• _WHAT TO DO_
Return every entry below verbatim, with each line unchanged and in its original order.

• _PROVIDED MATERIAL_
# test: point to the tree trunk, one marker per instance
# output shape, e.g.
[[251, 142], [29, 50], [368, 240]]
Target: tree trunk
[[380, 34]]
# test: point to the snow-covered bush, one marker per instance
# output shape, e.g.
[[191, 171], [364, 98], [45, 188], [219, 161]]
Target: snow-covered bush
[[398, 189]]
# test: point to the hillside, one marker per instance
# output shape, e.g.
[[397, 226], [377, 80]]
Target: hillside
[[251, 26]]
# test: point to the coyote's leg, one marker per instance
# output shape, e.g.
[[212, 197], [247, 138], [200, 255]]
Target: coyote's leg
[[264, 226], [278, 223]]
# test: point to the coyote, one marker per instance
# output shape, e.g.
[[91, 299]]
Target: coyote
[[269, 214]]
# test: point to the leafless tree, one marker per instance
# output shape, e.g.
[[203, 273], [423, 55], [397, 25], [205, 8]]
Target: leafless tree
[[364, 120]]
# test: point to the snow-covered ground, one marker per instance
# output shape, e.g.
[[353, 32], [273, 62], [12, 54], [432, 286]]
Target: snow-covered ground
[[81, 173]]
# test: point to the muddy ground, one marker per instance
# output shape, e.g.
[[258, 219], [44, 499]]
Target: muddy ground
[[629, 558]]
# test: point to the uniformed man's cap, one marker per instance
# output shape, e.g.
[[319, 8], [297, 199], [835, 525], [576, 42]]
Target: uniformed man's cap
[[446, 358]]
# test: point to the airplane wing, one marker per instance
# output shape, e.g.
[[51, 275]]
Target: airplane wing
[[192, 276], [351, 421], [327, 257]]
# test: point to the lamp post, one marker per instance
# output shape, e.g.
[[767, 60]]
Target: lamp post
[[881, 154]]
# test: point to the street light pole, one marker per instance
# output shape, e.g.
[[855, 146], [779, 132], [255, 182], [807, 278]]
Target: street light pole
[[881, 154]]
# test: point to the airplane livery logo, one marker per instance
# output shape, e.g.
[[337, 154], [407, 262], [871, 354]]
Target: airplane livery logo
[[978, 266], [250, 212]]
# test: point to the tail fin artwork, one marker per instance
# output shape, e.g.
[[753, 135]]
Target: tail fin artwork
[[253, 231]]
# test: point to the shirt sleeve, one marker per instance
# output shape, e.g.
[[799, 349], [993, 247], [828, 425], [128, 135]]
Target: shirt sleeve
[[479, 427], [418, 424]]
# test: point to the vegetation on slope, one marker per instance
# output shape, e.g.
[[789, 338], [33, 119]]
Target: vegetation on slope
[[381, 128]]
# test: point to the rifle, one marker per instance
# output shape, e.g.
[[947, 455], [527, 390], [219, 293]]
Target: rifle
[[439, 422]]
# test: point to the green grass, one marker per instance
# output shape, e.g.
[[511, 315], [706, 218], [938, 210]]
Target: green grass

• _SOLUTION FOR THIS EXERCISE_
# test: point to the tree trunk, one marker per instance
# output shape, e.g.
[[251, 142], [29, 50], [368, 240]]
Target: tree trunk
[[380, 34]]
# test: point to the snow-covered bush, one marker per instance
# output shape, e.g.
[[191, 171], [364, 98], [45, 188], [219, 161]]
Target: snow-covered bush
[[398, 189]]
# test: point to the hillside, one marker per instance
# output shape, e.g.
[[397, 226], [377, 80]]
Target: hillside
[[251, 26]]
# test: point to the coyote's leg, one marker per instance
# output shape, e.g.
[[212, 197], [247, 138], [200, 255]]
Target: coyote's leg
[[264, 226], [278, 223]]
# test: point to the coyote, one marker per instance
# output shape, e.g.
[[91, 299]]
Target: coyote
[[269, 214]]
# test: point to the leafless tree, one marker per instance
# output shape, e.g.
[[203, 273], [423, 55], [397, 25], [205, 8]]
Target: leafless tree
[[364, 120]]
# test: point to the snow-covered ground, one marker per instance
# output shape, e.g.
[[353, 32], [273, 62], [12, 54], [432, 286]]
Target: snow-covered ground
[[81, 173]]
# test: point to the muddy ground, one marker per instance
# output shape, e.g.
[[258, 219], [44, 499]]
Target: muddy ground
[[629, 558]]
# test: point to the uniformed man's cap, one marker per instance
# output shape, e.g.
[[319, 8], [297, 199], [835, 525], [576, 42]]
Target: uniformed man's cap
[[446, 358]]
# test: point to the airplane wing, one marker per instance
# output shape, e.g.
[[51, 275]]
Target: airplane wing
[[192, 276], [351, 421], [327, 257]]
# test: point to the lamp post, one marker per instance
# output shape, e.g.
[[767, 60]]
Target: lamp post
[[881, 154]]
# test: point to the street light pole, one marker per instance
# output shape, e.g.
[[855, 146], [779, 132], [255, 182], [807, 278]]
Target: street light pole
[[881, 154]]
# test: point to the airplane livery logo, one marker per instance
# output shape, e.g.
[[337, 154], [407, 262], [871, 354]]
Target: airplane livery logo
[[978, 266], [250, 212]]
# test: point to the tail fin artwork, one marker per instance
# output shape, e.g.
[[753, 135]]
Target: tail fin artwork
[[253, 231]]
# test: point to the shirt sleeve, one marker per instance
# output shape, e.g.
[[799, 349], [993, 247], [828, 425], [128, 135]]
Target: shirt sleeve
[[479, 427], [418, 424]]
# test: point to the vegetation on slope, one marker per instance
# output shape, e.g.
[[789, 338], [33, 119]]
Target: vegetation on slope
[[381, 128]]
# test: point to the rifle, one marker per instance
# output shape, e.g.
[[947, 455], [527, 390], [219, 293]]
Target: rifle
[[439, 422]]
# test: point to the green grass, one marker per instance
# output shape, e.g.
[[511, 315], [706, 218], [938, 210]]
Target: green grass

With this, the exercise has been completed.